SET TASK: Count the lines in the items below that contain the string "water", with case treated as significant. Reply with the number alone.

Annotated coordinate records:
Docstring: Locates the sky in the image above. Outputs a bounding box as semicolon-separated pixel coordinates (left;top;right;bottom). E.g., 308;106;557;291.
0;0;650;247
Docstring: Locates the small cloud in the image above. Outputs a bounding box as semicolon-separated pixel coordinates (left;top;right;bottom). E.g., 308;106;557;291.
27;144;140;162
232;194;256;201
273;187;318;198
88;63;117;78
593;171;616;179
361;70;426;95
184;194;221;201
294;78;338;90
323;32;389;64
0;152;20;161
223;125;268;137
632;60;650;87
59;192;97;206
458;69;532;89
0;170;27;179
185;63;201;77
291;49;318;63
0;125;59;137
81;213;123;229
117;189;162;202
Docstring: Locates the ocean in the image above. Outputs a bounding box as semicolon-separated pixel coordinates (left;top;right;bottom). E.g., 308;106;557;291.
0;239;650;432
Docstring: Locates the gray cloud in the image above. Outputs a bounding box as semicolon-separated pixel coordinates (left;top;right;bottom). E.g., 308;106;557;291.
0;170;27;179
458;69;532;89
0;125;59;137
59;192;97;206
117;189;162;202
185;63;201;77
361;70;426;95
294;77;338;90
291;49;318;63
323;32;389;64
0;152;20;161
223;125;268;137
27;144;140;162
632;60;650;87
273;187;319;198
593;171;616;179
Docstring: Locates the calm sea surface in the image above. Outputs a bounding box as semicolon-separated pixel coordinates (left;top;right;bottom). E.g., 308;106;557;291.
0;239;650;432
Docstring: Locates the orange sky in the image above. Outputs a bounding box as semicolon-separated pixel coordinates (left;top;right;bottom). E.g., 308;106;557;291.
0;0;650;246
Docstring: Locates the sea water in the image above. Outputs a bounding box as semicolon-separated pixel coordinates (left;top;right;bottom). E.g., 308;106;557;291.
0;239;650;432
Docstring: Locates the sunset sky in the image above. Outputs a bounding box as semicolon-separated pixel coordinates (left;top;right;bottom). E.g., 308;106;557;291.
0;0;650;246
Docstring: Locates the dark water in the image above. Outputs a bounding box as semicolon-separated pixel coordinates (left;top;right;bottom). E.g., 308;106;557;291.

REPLY TO THE EXERCISE: 2